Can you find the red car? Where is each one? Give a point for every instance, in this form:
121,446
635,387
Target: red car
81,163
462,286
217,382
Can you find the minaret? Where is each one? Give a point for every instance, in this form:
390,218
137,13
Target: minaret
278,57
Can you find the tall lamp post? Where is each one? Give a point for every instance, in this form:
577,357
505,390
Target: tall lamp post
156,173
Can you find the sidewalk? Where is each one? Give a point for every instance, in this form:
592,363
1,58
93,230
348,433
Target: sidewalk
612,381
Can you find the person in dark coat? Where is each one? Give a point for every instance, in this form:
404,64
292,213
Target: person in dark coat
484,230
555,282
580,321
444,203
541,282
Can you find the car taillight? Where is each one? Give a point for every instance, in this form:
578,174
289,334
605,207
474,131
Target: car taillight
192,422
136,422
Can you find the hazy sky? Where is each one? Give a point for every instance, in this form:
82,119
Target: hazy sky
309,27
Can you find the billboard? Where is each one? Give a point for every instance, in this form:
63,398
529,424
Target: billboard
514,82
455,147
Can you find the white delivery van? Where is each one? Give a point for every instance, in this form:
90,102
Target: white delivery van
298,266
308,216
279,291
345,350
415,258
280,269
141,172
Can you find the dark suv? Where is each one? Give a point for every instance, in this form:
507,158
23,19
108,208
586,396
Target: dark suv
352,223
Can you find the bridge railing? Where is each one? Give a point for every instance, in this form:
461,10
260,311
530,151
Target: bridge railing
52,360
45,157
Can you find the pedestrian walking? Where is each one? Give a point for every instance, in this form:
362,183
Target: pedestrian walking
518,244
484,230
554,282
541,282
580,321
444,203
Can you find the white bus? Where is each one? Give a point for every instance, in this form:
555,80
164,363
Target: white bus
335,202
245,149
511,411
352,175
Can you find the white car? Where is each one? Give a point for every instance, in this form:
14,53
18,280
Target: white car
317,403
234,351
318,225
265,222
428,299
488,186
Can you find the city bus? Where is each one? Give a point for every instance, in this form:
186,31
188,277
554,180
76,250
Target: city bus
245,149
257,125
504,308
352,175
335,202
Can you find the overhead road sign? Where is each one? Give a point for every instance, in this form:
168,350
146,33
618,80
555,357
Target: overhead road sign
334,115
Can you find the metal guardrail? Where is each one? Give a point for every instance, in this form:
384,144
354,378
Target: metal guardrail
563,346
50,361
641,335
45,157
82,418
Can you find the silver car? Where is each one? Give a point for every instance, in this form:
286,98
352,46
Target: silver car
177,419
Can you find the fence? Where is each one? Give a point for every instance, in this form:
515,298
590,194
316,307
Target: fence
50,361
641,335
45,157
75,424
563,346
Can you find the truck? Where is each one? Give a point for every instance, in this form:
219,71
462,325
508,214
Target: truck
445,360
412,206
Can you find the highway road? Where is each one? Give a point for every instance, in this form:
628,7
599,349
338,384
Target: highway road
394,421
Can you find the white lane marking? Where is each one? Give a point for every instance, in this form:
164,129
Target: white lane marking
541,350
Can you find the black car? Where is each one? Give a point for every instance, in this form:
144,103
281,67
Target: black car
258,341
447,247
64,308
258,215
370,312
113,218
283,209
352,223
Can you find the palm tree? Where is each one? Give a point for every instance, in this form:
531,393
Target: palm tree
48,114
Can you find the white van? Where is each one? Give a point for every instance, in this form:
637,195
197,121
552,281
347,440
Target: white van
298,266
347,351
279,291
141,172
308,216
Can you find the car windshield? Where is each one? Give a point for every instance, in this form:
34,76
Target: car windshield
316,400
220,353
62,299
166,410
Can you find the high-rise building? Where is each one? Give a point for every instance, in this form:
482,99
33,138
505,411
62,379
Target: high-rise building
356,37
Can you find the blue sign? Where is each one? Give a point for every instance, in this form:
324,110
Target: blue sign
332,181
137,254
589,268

- - -

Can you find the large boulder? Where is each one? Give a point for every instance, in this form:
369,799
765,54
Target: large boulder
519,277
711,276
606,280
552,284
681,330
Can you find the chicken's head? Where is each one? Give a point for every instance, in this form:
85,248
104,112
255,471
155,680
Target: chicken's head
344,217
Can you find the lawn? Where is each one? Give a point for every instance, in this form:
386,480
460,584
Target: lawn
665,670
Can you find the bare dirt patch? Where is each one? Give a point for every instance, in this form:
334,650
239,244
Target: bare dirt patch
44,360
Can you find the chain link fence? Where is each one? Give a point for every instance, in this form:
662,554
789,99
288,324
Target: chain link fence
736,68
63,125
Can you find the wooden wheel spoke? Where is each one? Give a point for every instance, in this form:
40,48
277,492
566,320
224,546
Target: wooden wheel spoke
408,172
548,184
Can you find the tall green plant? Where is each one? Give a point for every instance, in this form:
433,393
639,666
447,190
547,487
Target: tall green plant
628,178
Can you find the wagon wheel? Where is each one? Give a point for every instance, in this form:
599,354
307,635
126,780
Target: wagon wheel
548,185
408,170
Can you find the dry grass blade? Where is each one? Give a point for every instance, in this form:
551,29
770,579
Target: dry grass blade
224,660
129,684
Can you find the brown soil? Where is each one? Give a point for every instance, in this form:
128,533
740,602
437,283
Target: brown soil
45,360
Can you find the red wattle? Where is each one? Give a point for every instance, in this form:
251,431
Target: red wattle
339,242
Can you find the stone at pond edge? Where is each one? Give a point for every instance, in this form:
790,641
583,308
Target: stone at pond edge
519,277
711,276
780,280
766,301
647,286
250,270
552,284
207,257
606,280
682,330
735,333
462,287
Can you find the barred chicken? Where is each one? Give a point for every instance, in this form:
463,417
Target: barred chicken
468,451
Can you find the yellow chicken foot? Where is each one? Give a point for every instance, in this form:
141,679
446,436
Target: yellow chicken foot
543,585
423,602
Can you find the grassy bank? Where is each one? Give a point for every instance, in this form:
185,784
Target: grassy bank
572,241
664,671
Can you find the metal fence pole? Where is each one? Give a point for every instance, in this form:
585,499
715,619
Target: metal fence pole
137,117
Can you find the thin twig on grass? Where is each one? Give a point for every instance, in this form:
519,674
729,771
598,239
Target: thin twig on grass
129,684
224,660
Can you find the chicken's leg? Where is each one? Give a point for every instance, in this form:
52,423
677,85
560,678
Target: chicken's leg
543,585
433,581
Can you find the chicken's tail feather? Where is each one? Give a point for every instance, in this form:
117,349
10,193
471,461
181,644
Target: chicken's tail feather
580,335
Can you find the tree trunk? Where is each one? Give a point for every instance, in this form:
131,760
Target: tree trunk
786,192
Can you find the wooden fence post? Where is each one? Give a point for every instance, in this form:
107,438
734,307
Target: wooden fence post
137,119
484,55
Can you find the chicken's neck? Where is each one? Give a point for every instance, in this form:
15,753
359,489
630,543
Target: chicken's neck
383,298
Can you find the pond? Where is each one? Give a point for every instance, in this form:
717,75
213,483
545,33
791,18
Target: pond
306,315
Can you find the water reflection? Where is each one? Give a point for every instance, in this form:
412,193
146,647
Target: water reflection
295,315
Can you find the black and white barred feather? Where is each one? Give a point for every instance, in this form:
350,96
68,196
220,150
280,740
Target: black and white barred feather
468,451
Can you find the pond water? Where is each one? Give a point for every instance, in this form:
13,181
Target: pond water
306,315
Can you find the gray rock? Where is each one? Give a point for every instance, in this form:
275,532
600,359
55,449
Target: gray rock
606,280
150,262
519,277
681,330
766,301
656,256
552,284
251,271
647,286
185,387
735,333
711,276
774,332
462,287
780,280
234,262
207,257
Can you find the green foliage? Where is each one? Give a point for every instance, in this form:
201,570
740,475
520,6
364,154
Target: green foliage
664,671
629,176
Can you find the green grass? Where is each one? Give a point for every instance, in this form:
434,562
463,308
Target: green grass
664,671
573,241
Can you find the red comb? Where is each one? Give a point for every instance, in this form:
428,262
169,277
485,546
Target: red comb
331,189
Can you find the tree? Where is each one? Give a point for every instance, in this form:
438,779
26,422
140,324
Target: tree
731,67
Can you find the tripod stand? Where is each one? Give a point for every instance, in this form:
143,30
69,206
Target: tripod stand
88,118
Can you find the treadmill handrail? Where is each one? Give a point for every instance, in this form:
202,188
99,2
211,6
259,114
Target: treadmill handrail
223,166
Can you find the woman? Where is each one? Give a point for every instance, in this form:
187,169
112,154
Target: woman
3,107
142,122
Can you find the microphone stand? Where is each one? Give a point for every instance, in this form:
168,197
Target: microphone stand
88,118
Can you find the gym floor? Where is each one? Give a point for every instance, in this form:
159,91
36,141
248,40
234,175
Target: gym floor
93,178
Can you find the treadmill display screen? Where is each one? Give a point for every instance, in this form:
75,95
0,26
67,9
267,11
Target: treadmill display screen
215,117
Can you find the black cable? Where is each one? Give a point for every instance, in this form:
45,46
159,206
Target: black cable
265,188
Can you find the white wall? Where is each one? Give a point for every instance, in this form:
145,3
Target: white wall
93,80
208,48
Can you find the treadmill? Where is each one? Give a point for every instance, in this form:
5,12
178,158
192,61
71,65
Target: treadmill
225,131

- - -

Task to carry out
Return every line of the records that contains the string "sign", matching case exactly.

Solution to the exercise
Can you find the overhead road sign? Where is each one? Give a point for every instance, in this form:
Target: overhead road sign
Can you find the blue sign? Where is each one? Give a point for every instance, in this form:
Target: blue sign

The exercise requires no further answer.